__Do this__
State the number of lines in the records below that contain the string "building", treating case as significant; give only the number.

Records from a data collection

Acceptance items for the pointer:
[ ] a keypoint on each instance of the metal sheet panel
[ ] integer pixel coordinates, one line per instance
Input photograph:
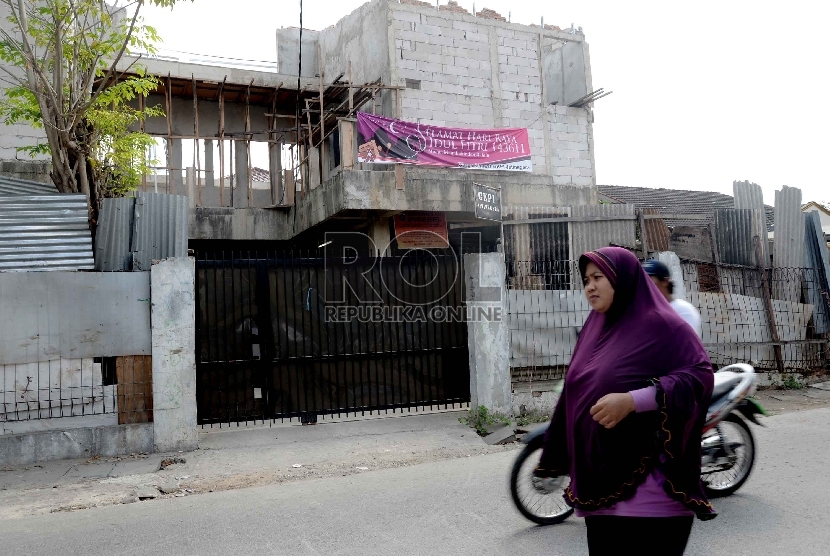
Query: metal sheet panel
(657, 232)
(588, 236)
(788, 246)
(734, 237)
(161, 225)
(816, 258)
(136, 231)
(749, 196)
(44, 232)
(62, 315)
(112, 240)
(14, 186)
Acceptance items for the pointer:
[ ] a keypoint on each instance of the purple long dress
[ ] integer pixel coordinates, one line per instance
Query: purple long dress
(639, 342)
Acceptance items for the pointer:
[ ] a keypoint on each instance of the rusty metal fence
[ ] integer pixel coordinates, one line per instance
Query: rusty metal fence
(120, 387)
(741, 318)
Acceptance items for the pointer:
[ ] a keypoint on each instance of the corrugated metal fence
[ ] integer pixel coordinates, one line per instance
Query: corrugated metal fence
(133, 232)
(44, 232)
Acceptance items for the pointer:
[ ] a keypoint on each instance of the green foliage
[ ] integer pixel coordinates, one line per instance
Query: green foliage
(791, 383)
(532, 418)
(61, 56)
(479, 417)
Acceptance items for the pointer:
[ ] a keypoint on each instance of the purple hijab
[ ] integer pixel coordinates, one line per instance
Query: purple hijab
(640, 341)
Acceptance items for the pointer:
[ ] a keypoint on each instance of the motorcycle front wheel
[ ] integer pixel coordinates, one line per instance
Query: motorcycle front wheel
(539, 500)
(734, 456)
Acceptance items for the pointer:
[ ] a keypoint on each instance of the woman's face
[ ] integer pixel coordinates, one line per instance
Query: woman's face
(598, 289)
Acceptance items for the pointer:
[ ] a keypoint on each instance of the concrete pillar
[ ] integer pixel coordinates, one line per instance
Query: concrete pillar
(275, 169)
(348, 151)
(190, 182)
(173, 312)
(313, 167)
(209, 177)
(488, 338)
(379, 234)
(240, 174)
(175, 183)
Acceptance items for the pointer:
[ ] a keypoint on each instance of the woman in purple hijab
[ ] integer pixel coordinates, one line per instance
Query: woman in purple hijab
(628, 423)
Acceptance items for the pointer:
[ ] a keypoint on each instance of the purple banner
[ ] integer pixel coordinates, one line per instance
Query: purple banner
(387, 141)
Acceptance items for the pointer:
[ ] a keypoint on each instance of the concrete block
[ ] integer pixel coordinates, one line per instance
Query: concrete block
(455, 35)
(26, 449)
(401, 15)
(439, 40)
(174, 363)
(437, 21)
(406, 64)
(465, 26)
(417, 55)
(504, 435)
(428, 29)
(428, 47)
(454, 69)
(530, 71)
(515, 43)
(480, 92)
(477, 37)
(470, 118)
(525, 53)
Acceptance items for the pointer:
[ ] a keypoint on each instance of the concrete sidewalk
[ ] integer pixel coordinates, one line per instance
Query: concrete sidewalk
(241, 457)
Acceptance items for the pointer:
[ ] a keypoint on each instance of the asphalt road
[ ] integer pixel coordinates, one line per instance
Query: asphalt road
(450, 507)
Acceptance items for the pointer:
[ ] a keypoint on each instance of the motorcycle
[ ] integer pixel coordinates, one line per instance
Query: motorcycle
(727, 450)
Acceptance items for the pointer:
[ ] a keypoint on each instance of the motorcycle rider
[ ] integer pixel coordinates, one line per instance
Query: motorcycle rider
(659, 274)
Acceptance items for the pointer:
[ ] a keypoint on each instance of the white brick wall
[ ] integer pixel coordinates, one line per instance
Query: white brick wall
(452, 60)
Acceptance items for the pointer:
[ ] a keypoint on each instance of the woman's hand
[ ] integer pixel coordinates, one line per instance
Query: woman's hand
(612, 408)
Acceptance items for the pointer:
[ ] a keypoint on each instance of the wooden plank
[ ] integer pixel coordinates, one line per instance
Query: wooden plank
(250, 184)
(288, 185)
(221, 143)
(133, 375)
(677, 216)
(569, 219)
(779, 359)
(643, 233)
(141, 106)
(168, 101)
(196, 149)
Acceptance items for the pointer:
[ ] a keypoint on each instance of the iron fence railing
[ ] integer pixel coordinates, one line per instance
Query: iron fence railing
(747, 315)
(116, 386)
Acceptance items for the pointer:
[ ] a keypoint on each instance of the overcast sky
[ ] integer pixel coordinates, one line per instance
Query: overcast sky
(705, 92)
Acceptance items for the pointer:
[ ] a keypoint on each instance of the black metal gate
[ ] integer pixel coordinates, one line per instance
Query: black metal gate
(282, 336)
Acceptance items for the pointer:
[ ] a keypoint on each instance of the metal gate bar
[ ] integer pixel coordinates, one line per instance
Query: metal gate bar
(267, 349)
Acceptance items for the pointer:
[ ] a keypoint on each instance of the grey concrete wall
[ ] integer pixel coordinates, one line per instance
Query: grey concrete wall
(53, 315)
(288, 51)
(488, 341)
(360, 38)
(14, 136)
(174, 355)
(26, 449)
(424, 189)
(477, 72)
(33, 170)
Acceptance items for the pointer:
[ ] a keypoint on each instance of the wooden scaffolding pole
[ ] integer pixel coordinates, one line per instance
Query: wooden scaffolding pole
(221, 96)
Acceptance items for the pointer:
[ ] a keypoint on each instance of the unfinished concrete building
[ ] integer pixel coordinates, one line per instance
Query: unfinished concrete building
(401, 59)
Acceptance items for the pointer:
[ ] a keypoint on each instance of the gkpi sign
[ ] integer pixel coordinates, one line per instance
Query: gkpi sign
(487, 201)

__Completed task__
2